Documento de origem:
Rosana Pinheiro-Machado, palestrante do evento

 

Em 28 de maio, ocorreu mais uma edição do Programa de Mentorias da ABC, organizada pelos membros afiliados, intitulada “Vaidades Acadêmicas”. O evento, voltado para membros e ex-membros afiliados da ABC, ocorre mensalmente, sempre na última sexta-feira,  e tem como objetivo contribuir para o progresso profissional dos Acadêmicos através do debate de diversos aspectos da vida científica com profissionais renomados.

A palestra foi ministrada por Rosana Pinheiro-Machado, doutora em antropologia social na Universidade Federal do Rio Grande do Sul (UFRGS). Ela é a investigadora principal do projeto global “No longer poor, not middle class”, desenvolvido entre quatro instituições de ensino localizadas no Brasil, Canadá, Filipinas e México. Em seu último livro, “Amanhã Vai Ser Maior” (Editora Planeta, 2019), Pinheiro-Machado analisa a crise brasileira, a ascensão da extrema-direita e as possíveis rotas de fuga.

Pinheiro-Machado deu início a sua fala contando sua trajetória acadêmica, quando teve que lidar com colegas competitivos e professores agressivos desde o início da graduação – uma experiência ainda muito comum para grande parte dos universitários. A então graduanda de ciências sociais lembrou dos preconceitos que teve que enfrentar naquela época, com professores que se achavam “proprietários” dos autores – como o “dono de Foucault”, que ela menciona em seu popular artigo para a Carta Capital – e deslegitimavam suas citações pelo pouco tempo de vida acadêmica.

Ela destacou pesquisas apontando que, para estudantes de todo o mundo, o maior gatilho para suicídio ou depressão é advindo do momento da escrita. “Existem novos estilos de estudantes que muitas vezes já não conseguia mais lidar com o modelo institucional da academia”, afirmou. Visando melhorar a qualidade de vida dos estudantes, em 2020, Rosana lançou um curso de escrita acadêmica dividido em 13 módulos, que pode ser conferido aqui.

Dados de localização com um ponto por instância:
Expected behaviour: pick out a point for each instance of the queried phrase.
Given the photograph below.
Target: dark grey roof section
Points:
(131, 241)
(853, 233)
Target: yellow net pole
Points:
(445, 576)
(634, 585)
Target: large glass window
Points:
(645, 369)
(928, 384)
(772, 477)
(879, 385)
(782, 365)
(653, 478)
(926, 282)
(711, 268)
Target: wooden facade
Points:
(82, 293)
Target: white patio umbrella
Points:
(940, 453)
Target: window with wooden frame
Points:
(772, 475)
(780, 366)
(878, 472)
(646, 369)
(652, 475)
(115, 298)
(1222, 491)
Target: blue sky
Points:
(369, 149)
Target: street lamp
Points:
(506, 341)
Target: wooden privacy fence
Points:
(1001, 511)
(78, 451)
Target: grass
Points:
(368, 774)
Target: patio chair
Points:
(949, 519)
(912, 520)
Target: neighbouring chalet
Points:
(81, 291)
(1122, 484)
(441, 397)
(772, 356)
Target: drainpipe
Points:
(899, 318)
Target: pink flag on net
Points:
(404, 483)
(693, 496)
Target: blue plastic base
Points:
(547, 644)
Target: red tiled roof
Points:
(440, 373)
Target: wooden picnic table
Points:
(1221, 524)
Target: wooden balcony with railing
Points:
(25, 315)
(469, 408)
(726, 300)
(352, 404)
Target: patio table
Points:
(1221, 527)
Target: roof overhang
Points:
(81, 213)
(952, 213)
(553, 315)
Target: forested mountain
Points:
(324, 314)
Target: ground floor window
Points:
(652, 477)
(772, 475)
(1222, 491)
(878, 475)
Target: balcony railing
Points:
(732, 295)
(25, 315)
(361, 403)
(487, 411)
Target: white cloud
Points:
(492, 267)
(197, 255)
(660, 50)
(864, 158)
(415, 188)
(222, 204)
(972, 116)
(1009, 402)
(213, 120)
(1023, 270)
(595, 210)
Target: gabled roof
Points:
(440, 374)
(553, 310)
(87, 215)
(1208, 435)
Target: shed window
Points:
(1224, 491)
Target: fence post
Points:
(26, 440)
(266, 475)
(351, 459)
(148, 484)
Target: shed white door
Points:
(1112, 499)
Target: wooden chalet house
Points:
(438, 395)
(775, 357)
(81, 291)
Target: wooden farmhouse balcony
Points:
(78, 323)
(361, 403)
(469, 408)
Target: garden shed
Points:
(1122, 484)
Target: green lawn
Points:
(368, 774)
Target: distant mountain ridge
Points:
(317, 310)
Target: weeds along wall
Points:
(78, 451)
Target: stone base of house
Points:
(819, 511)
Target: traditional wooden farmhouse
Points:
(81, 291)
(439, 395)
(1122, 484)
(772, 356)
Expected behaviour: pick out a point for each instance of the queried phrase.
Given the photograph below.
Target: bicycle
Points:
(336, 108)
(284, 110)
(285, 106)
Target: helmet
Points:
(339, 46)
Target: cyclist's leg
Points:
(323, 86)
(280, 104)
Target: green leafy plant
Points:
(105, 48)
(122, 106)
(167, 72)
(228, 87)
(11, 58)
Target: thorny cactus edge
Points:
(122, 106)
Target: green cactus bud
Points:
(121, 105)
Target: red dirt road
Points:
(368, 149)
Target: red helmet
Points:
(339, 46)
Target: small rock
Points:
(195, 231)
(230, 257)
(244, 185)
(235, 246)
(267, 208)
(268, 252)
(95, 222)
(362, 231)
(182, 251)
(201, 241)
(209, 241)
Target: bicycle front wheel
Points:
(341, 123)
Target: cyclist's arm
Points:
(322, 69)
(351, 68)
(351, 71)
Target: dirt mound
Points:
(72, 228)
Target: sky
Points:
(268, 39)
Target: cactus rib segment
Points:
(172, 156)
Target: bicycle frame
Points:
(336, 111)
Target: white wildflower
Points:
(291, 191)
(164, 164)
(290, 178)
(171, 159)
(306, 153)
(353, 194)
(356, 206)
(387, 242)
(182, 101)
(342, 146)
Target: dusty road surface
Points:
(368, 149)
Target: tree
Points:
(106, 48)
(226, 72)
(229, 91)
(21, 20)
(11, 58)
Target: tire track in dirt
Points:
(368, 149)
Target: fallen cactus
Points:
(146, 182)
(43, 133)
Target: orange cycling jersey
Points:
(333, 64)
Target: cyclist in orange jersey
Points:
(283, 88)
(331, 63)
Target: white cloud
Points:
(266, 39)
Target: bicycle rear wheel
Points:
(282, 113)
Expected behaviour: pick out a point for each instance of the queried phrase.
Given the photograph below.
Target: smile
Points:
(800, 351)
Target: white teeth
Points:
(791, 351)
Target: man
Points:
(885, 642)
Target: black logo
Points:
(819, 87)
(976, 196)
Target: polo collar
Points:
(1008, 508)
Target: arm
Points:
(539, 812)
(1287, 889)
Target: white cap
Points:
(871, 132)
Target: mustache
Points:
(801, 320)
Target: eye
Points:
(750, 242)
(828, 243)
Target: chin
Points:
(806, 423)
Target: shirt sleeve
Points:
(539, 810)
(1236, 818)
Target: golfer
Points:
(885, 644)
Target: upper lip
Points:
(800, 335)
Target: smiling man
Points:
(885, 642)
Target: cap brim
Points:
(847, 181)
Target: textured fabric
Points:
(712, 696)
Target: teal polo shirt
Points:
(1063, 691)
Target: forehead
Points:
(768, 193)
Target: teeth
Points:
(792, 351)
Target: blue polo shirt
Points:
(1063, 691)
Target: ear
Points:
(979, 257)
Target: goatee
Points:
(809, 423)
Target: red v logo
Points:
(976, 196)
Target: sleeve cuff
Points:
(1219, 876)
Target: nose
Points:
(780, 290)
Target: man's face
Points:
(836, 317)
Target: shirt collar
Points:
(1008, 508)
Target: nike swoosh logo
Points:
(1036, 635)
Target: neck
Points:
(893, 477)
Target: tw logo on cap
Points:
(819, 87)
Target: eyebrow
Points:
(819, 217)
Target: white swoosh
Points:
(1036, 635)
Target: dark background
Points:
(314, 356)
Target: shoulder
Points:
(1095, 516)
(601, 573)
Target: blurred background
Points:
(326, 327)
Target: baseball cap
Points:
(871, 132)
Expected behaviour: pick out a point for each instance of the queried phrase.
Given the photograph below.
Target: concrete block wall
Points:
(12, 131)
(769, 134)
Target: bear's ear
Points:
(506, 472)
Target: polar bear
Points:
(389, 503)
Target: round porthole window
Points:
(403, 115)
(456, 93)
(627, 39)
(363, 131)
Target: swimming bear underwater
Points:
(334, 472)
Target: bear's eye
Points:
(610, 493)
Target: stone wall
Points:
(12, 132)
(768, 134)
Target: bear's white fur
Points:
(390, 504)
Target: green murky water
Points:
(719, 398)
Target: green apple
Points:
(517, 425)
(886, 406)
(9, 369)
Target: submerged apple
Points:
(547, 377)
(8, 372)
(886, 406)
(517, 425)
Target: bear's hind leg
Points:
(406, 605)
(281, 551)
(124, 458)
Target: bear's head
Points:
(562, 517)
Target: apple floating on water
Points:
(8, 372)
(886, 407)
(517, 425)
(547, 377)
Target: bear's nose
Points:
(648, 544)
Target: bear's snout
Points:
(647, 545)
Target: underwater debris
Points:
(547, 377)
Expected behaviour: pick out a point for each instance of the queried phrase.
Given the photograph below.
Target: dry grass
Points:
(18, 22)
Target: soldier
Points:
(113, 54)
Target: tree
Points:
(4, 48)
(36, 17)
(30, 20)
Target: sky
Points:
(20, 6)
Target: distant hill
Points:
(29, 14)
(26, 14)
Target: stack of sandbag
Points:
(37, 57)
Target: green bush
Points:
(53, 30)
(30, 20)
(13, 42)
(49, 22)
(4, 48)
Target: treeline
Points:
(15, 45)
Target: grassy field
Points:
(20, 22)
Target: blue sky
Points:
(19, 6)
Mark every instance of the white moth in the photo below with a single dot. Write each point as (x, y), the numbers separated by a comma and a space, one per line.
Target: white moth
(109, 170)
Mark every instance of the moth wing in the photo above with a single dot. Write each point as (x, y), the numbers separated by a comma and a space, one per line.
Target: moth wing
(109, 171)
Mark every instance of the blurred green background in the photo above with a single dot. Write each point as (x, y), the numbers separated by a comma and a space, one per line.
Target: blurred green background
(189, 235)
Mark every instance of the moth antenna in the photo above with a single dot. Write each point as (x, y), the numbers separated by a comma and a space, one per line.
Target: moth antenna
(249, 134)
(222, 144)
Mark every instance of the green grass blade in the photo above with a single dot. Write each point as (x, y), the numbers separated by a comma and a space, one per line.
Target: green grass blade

Tarefas a realizar:
**A.** Resuma o documento de origem em duas frases.
**B.** Transcreva do documento de origem o trecho que vai de “Pinheiro-Machado deu início” até “de vida acadêmica.”.

Respostas das atividades:
**A.** Em 28 de maio, o Programa de Mentorias da ABC, realizado mensalmente para membros e ex-membros afiliados, teve uma edição intitulada “Vaidades Acadêmicas”, com palestra de Rosana Pinheiro-Machado, doutora em antropologia social na UFRGS. Ela relatou ter lidado com colegas competitivos, professores agressivos e preconceitos desde a graduação e destacou pesquisas que apontam o momento da escrita como o maior gatilho para suicídio ou depressão entre estudantes, razão pela qual lançou em 2020 um curso de escrita acadêmica em 13 módulos.

**B.**
Pinheiro-Machado deu início a sua fala contando sua trajetória acadêmica, quando teve que lidar com colegas competitivos e professores agressivos desde o início da graduação – uma experiência ainda muito comum para grande parte dos universitários. A então graduanda de ciências sociais lembrou dos preconceitos que teve que enfrentar naquela época, com professores que se achavam “proprietários” dos autores – como o “dono de Foucault”, que ela menciona em seu popular artigo para a Carta Capital – e deslegitimavam suas citações pelo pouco tempo de vida acadêmica.